• [TASK]:
Copy the article about the return of The X-Files word for word, from its headline through its final sentence.

• [GIVEN TEXT]:
····················
Is The Truth Still Out There? Watch The X-Files and (Maybe, Probably Not) Find Out
The X-Files returns to Fox this Sunday, a mere 14 years after leaving us with a healthy fear of Port-a-Johns and without adequately explaining much of anything about the vast alien conspiracy threatening the very existence of mankind.
The shit — a.k.a. the impending colonization of Earth by malevolent extraterrestrials — was supposed to hit the fan on December 12, 2012, not coincidentally the predicted date of the Mayan apocalypse. Obviously, this deadline came and went and we're all still watching The Bachelor and eating Hot Pockets, so unless the Colonists changed their invasion strategy to "watch mankind slowly succumb to type 2 diabetes," Chris Carter and the gang might have some explaining to do.
Unless they don't. It'd be perfectly in keeping with X-Files tradition if they failed to mention that at all. The show was notorious for its salad bar approach to plot, so the real question is: What exactly are we hoping to see in the new series? A satisfactory resolution of the so-called "mythology" involving Samantha Mulder, Scully's abduction(s), BEES, alien bounty hunters and the rest wasn't in the offing after nine seasons and two movies, so don't hold your breath that six episodes will solve all the show's mysteries.
····················
• [MATERIAL SHOWN]:
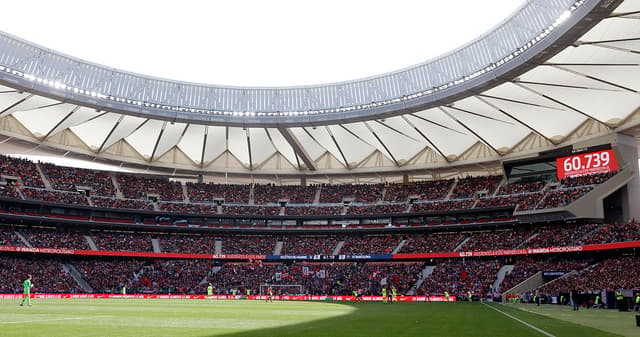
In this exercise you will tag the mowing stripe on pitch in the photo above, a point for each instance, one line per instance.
(521, 321)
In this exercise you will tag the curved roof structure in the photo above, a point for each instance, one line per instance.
(555, 72)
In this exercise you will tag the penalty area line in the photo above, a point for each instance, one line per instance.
(521, 321)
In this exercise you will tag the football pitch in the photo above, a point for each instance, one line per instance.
(158, 317)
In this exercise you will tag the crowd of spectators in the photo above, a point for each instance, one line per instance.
(308, 245)
(442, 206)
(108, 276)
(370, 244)
(9, 238)
(457, 276)
(48, 275)
(338, 278)
(469, 187)
(24, 169)
(52, 196)
(54, 238)
(138, 187)
(249, 244)
(313, 210)
(526, 267)
(586, 180)
(367, 193)
(609, 274)
(500, 239)
(377, 209)
(172, 277)
(296, 194)
(424, 190)
(561, 198)
(251, 210)
(9, 190)
(615, 232)
(208, 192)
(432, 242)
(187, 243)
(122, 203)
(523, 202)
(70, 178)
(564, 234)
(522, 187)
(122, 241)
(188, 208)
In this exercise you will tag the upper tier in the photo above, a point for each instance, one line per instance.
(28, 180)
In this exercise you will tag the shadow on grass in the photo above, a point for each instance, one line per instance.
(423, 319)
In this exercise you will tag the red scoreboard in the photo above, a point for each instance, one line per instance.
(586, 163)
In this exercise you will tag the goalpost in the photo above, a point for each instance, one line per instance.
(282, 289)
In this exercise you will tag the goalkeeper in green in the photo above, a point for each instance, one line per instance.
(26, 287)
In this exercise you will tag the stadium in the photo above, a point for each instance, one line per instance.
(493, 190)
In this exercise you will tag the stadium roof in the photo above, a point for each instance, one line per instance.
(555, 72)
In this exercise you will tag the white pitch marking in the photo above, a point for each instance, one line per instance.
(521, 321)
(47, 320)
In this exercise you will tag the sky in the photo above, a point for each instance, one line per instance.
(254, 43)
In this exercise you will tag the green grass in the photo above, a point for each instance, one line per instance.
(155, 317)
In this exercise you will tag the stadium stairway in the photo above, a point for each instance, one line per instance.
(278, 247)
(506, 269)
(46, 181)
(73, 272)
(23, 239)
(185, 193)
(336, 250)
(92, 244)
(578, 240)
(316, 198)
(453, 187)
(155, 243)
(114, 180)
(461, 244)
(426, 272)
(400, 245)
(527, 240)
(251, 196)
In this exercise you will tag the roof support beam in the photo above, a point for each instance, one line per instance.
(297, 148)
(470, 130)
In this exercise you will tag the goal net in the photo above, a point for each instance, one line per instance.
(282, 289)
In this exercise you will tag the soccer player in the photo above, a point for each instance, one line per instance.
(269, 294)
(394, 293)
(26, 287)
(384, 295)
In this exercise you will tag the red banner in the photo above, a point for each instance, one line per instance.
····················
• [COMPLETED TASK]:
Is The Truth Still Out There? Watch The X-Files and (Maybe, Probably Not) Find Out
The X-Files returns to Fox this Sunday, a mere 14 years after leaving us with a healthy fear of Port-a-Johns and without adequately explaining much of anything about the vast alien conspiracy threatening the very existence of mankind.
The shit — a.k.a. the impending colonization of Earth by malevolent extraterrestrials — was supposed to hit the fan on December 12, 2012, not coincidentally the predicted date of the Mayan apocalypse. Obviously, this deadline came and went and we're all still watching The Bachelor and eating Hot Pockets, so unless the Colonists changed their invasion strategy to "watch mankind slowly succumb to type 2 diabetes," Chris Carter and the gang might have some explaining to do.
Unless they don't. It'd be perfectly in keeping with X-Files tradition if they failed to mention that at all. The show was notorious for its salad bar approach to plot, so the real question is: What exactly are we hoping to see in the new series? A satisfactory resolution of the so-called "mythology" involving Samantha Mulder, Scully's abduction(s), BEES, alien bounty hunters and the rest wasn't in the offing after nine seasons and two movies, so don't hold your breath that six episodes will solve all the show's mysteries.